Mercurial > hg > cm

--- /dev/null	Thu Jan 01 00:00:00 1970 +0000
+++ b/cortical_model.py	Sat Jan 25 20:00:38 2014 +0000
@@ -0,0 +1,343 @@
+"""
+A module used for auditory analysis.
+
+Models currently implemented:
+    * Frequency-modulation analysis model based on the human auditory system.
+
+Model implementations in progress:
+    * Glasberg and Moore model
+
+Packaged dependencies:
+    * utils.py and/or utils.pyc
+    * erb.dat
+    * outMidFir.dat
+
+External dependencies:
+    * scipy
+    * numpy
+    * copy
+    * matplotlib
+"""
+
+import utils
+import scipy.signal as sp
+import numpy as np
+from copy import deepcopy
+import matplotlib.pyplot as plt
+
+def get_partial_loudness():
+    """
+    A function to calculate the partial loudness of an excitation pattern at given ERB.
+
+    TO DO
+    """
+
+
+    return
+
+def get_excitation_i(input, fs, SPL, rectify=False):
+    """
+    A function to calculate the excitation intensity of the input signal.
+
+    Parameters:
+        * input (type: array-like matrix of floats) - signal normalised to an amplitude range of -1 to 1. (Required)
+        * fs (type: numerical) - sample frequency of the signal, input. (Required)
+        * SPL (type: double) - the sound pressure level (SPL) at 0 dBFS, e.g., the SPL of a sine
+            wave with peaks at amplitude 1 and troughs at amplitude -1. (Required)
+        * rectify (type: boolean) - Specifies whether to include half wave rectification, modelling the direction
+            of that the cochlear nerves vibrate.
+            True to include, False to ignore. (Optional; Default = False)
+
+    Returns:
+        * gtfs (type: numpy array of floats) - array with size ((39,) + np.shape(input)) containing the excitation
+            pattern (in sound intensity) for each ERB of input signal. The excitation pattern for the nth ERB can
+            be accessed with gtfs[n].

++++

**REQUEST 1**
Answer these questions from the cortical_model.py code:
(a) Which model is listed as an implementation still in progress?
(b) To what amplitude range should the input signal be normalized?
(c) What is the default value of the rectify parameter?
**REQUEST 2**
Carry on writing the cortical_model.py code from the point where it ends.

++++

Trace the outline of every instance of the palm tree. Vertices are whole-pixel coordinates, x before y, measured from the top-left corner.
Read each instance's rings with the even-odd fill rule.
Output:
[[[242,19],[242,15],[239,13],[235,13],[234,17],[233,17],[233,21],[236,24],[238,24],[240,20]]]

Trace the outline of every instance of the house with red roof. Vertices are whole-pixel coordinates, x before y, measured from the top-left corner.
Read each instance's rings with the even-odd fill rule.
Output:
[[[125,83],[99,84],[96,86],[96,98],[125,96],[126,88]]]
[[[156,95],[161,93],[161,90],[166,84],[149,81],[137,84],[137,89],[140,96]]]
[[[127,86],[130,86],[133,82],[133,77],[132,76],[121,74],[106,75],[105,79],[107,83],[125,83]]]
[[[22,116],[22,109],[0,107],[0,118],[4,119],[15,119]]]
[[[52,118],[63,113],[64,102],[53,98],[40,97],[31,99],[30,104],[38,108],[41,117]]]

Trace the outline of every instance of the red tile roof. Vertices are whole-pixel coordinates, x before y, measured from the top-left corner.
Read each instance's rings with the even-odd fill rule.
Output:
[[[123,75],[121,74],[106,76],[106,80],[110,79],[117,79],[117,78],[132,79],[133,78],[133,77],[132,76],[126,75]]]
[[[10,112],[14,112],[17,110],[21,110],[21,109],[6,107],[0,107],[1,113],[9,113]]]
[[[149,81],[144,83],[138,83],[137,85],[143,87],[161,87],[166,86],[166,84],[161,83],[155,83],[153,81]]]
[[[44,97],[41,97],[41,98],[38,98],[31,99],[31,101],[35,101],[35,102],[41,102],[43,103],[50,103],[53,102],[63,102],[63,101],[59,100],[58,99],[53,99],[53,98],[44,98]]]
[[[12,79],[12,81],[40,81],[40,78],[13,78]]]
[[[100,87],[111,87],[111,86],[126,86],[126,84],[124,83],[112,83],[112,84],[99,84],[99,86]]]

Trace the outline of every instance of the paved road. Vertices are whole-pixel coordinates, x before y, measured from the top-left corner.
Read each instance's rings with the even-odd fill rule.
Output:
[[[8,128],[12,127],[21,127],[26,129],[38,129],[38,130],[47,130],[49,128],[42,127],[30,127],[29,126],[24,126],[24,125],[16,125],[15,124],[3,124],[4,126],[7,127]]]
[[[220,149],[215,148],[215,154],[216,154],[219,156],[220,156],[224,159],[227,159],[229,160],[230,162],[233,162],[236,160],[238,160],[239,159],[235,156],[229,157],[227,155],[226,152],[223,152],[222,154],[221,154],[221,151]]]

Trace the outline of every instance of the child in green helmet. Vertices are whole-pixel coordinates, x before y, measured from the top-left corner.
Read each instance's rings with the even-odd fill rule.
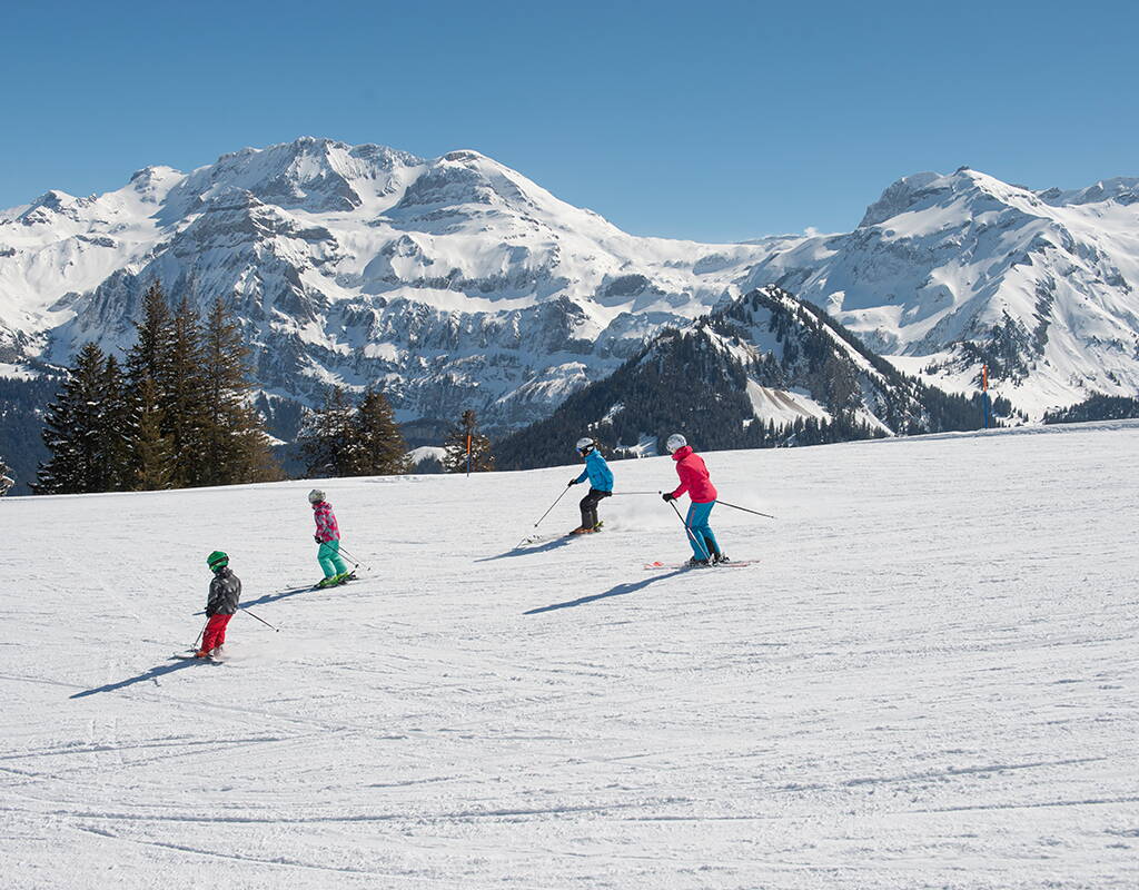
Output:
[[[237,611],[241,598],[241,581],[229,568],[229,556],[214,550],[206,557],[206,565],[214,573],[210,582],[210,598],[206,599],[206,628],[202,635],[202,648],[194,658],[207,659],[226,642],[226,626]]]
[[[313,540],[320,545],[317,550],[317,562],[320,563],[325,577],[317,582],[318,588],[335,587],[345,581],[351,581],[354,575],[349,570],[347,563],[341,556],[341,529],[336,524],[336,515],[333,513],[333,505],[325,500],[325,492],[314,488],[309,492],[309,503],[312,505],[312,515],[317,521],[317,533]]]

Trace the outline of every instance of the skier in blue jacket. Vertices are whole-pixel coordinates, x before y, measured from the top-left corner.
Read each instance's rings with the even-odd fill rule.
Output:
[[[571,479],[570,484],[576,485],[588,479],[589,493],[581,499],[581,525],[570,533],[589,534],[601,528],[601,523],[597,519],[597,505],[601,498],[613,495],[613,471],[605,463],[601,452],[597,450],[597,442],[589,436],[577,440],[577,454],[585,458],[585,468],[580,476]]]

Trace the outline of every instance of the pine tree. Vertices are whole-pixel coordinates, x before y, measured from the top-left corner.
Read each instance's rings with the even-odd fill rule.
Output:
[[[459,423],[451,427],[443,448],[443,467],[448,473],[467,472],[467,448],[470,449],[470,471],[486,473],[494,470],[491,440],[478,432],[478,417],[473,410],[462,413]]]
[[[354,417],[352,465],[345,475],[391,476],[409,472],[408,446],[383,392],[371,386]]]
[[[206,424],[202,477],[227,485],[280,479],[261,417],[252,406],[249,349],[226,304],[214,301],[202,336]]]
[[[126,356],[126,375],[136,393],[147,377],[157,384],[169,376],[165,366],[174,338],[173,324],[166,295],[155,281],[142,294],[142,320],[134,322],[138,336]]]
[[[333,386],[323,406],[309,414],[298,441],[310,476],[344,476],[357,465],[354,414],[342,386]]]
[[[9,467],[3,458],[0,457],[0,498],[11,491],[11,487],[16,484],[16,480],[13,479],[11,467]]]
[[[48,407],[43,442],[51,456],[40,465],[38,495],[104,491],[106,357],[95,343],[83,346],[56,400]]]
[[[174,484],[206,484],[205,465],[208,405],[203,370],[203,350],[198,334],[198,316],[183,296],[171,325],[170,349],[159,356],[159,406],[166,431],[174,443]]]
[[[131,401],[118,360],[107,356],[103,366],[103,401],[96,418],[101,464],[97,491],[123,491],[131,487]]]
[[[174,442],[163,434],[158,385],[144,377],[133,405],[132,435],[129,440],[133,465],[129,488],[158,491],[171,487],[174,476]]]

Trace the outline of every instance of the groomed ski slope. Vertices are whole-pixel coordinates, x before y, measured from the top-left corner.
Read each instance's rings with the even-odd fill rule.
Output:
[[[3,885],[1139,885],[1139,423],[706,458],[0,501]]]

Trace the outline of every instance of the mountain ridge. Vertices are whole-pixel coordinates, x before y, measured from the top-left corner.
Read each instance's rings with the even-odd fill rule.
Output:
[[[302,137],[0,211],[0,374],[120,348],[158,280],[232,301],[271,403],[378,382],[402,422],[473,407],[506,432],[778,285],[929,385],[974,391],[988,364],[1038,419],[1139,392],[1137,196],[1125,177],[1032,191],[921,172],[851,232],[712,245],[628,235],[473,149]]]

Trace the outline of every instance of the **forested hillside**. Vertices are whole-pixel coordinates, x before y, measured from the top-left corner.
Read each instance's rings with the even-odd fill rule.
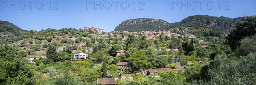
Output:
[[[203,28],[229,31],[236,27],[236,23],[242,17],[231,19],[224,16],[216,17],[208,15],[189,16],[181,22],[170,24],[170,27],[192,27],[195,29]]]
[[[138,18],[122,22],[115,28],[115,31],[137,32],[153,31],[161,27],[168,27],[169,23],[163,20],[156,19]]]
[[[0,40],[13,42],[23,39],[26,32],[8,21],[0,21]]]
[[[207,33],[200,35],[218,36],[222,33],[221,32],[229,32],[235,28],[236,23],[242,19],[241,17],[232,19],[224,16],[198,15],[189,16],[180,22],[169,23],[160,19],[139,18],[122,22],[115,28],[114,31],[153,31],[157,30],[160,26],[166,30],[187,27],[190,29],[202,30]]]

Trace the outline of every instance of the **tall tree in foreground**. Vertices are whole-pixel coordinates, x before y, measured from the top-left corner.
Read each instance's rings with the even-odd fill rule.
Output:
[[[250,52],[256,52],[256,36],[246,37],[241,39],[240,46],[236,49],[236,54],[238,56],[246,56]]]
[[[105,60],[103,62],[103,65],[102,66],[102,77],[106,78],[108,76],[108,72],[107,71],[107,62]]]
[[[59,60],[58,56],[56,47],[52,45],[50,45],[46,49],[46,58],[52,60],[54,62],[57,62]]]
[[[35,85],[29,65],[17,55],[11,47],[0,45],[0,85]]]
[[[133,66],[137,70],[148,67],[148,58],[145,53],[138,51],[133,53],[132,56],[129,58],[131,62],[133,62]]]
[[[228,35],[228,44],[234,51],[240,40],[247,36],[256,36],[256,16],[244,17],[236,24],[236,29]]]

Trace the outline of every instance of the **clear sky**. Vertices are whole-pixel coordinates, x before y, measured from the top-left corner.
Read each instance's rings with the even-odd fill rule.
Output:
[[[123,21],[138,18],[172,23],[198,14],[231,18],[256,15],[256,1],[0,0],[0,20],[38,31],[94,26],[110,32]]]

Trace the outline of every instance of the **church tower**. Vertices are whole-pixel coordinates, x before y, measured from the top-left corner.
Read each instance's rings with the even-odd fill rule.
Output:
[[[161,29],[161,28],[160,27],[160,26],[159,26],[159,27],[158,27],[158,32],[160,32],[160,29]]]

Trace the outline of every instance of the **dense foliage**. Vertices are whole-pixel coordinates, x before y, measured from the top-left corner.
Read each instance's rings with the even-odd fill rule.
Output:
[[[248,28],[255,28],[253,19],[243,19],[236,29],[245,33]],[[183,30],[175,31],[192,33]],[[234,40],[239,45],[232,52],[231,48],[235,48],[228,45],[229,38],[223,36],[161,35],[146,39],[144,35],[98,34],[74,28],[26,33],[27,37],[0,46],[0,85],[103,85],[97,83],[97,79],[105,77],[117,78],[116,85],[256,84],[254,34]],[[229,36],[233,37],[237,36]],[[126,51],[117,54],[120,50]],[[74,54],[81,52],[86,54],[86,59],[73,59]],[[41,57],[30,59],[28,55]],[[128,62],[130,67],[116,65],[119,61]],[[163,68],[172,71],[160,72],[161,77],[147,72],[148,69]],[[178,70],[182,68],[186,69]],[[120,74],[131,74],[133,81],[128,76],[118,78]]]

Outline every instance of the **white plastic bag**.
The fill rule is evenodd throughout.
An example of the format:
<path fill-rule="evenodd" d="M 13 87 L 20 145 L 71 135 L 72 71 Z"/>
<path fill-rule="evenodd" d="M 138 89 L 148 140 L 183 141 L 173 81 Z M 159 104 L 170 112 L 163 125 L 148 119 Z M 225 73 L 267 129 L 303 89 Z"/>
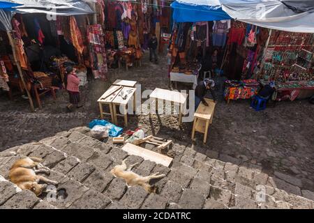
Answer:
<path fill-rule="evenodd" d="M 96 125 L 91 130 L 91 136 L 93 138 L 102 140 L 109 137 L 109 128 L 107 126 Z"/>
<path fill-rule="evenodd" d="M 144 137 L 145 137 L 145 132 L 142 130 L 139 130 L 137 132 L 134 132 L 132 137 L 130 137 L 130 139 L 127 140 L 127 142 L 132 144 L 133 141 L 135 141 L 139 139 L 142 139 Z"/>

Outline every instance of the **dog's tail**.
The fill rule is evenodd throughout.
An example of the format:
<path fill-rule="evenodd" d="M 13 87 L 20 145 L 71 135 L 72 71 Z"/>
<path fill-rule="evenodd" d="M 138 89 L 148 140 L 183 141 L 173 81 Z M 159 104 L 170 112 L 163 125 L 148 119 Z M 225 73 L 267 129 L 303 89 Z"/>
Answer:
<path fill-rule="evenodd" d="M 30 157 L 29 159 L 31 159 L 33 162 L 42 162 L 43 161 L 42 158 L 34 157 Z"/>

++++

**RIGHT ANSWER 1**
(a) The Glasberg and Moore model
(b) -1 to 1
(c) False

**RIGHT ANSWER 2**
+    """
+
+    input = np.array(input)
+    inputOMFir = outMidFir(input)
+    inputPa = v_Pascal(inputOMFir, SPL)
+    gtfs = gamma_tone_filter(inputPa, fs)
+    if (rectify):
+        gtfs = half_rectification(gtfs)
+    gtfs = pa_i(gtfs)
+    gtfs = at_normalise(gtfs)
+
+    return gtfs
+
+def plot_excitation_tf(fs = 44100, outMidFilt = True, xscale = 'log', yscale = 'log'):
+    """
+    A function that plots the transfer function of the outer middle ear and each gammatone filter.
+
+    Parameters:
+        * fs (type: numerical) - the sampling frequency of the signal. (Optional; Default = 44100)
+        * outMidFilt (type: boolean) - filter the signal by the outer and middle ear FIR filter. (Optional; Default = True)
+        * xscale (type: string) - the scale of the frequency axis. Values are 'log' or 'linear'. (Optional; Default = 'log')
+        * yscale (type: string) - the scale of the amplitude axis. Values are 'log' or 'linear'. (Optional; Default = 'log')
+
+    Returns:
+        * y (type: numpy array of floats) - array with size ((39,np.ceil(fs))) containing the impulse response of the
+            signal at each gammatone filter (and optionally, including the outer middle ear response). The response at the
+            nth gammatone filter can be accessed by y[n].
+    """
+
+    input = np.zeros(np.ceil(fs))
+    input[0] = 1
+    if(outMidFilt): input = outMidFir(input)
+    y = gamma_tone_filter(input, fs)
+
+    for i in range(np.shape(y)[0]):
+        utils.plot_fft(y[i],xscale, yscale, False)
+
+    plt.show()
+
+    return y
+
+def get_modulation_i(input, fs):
+    """
+    A function to calculate the modulation intensity of the input intensity signal. The function implements a
+    filter bank of bandpass filters with cut off frequencies ranging from 0.25 to 16 Hz.
+
+    Parameters:
+        * input (type: array-like matrix of floats) - the input intensity signal.
+            E.g., use get_excitation_i() to obtain excitation intensity and use as input.
+        * fs (type: numerical) - sampling frequency of input signal
+
+    Returns:
+        * y (type: numpy array of floats) - array with size ((10,) + np.shape(input)) containing the
+        modulation intensity of the signal at each modulation filter. The modulation intensity for the nth filter can
+        be accessed with y[n].
+    """
+
+
+    input = np.array(input)
+    b = fir_antialias(fs)
+    input_lp = sp.lfilter(b,(1),input_fr)
+    input_ds = downsample(input_lp, fs)
+    fc = np.array(utils.exp_sequence(-2,4,10))
+    bw = fc/2
+    y = decomposition(input_ds, fs, fc, bw)
+
+    return y
+
+def outMidFir(input):
+    """
+    A function to filter the input signal with the response of the outer and middle ear.
+
+    Parameters:
+        * input (type: array-like matrix of floats) - signal normalised to an amplitude range of -1 to 1. (Required)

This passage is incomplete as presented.